■ Problem details
Can you rewrite every line of the entries below, requests included, adding -103 to each coordinate in the answers and leaving the requests and their format samples unchanged?

■ Material shown
────────────────

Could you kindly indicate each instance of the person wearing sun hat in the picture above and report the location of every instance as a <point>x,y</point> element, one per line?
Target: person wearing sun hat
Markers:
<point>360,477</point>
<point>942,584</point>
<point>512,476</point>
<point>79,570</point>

────────────────

■ Task answer
Could you kindly indicate each instance of the person wearing sun hat in the picture above and report the location of every instance as a <point>x,y</point> element, one per line?
Target: person wearing sun hat
Markers:
<point>257,374</point>
<point>839,481</point>
<point>409,373</point>
<point>-24,467</point>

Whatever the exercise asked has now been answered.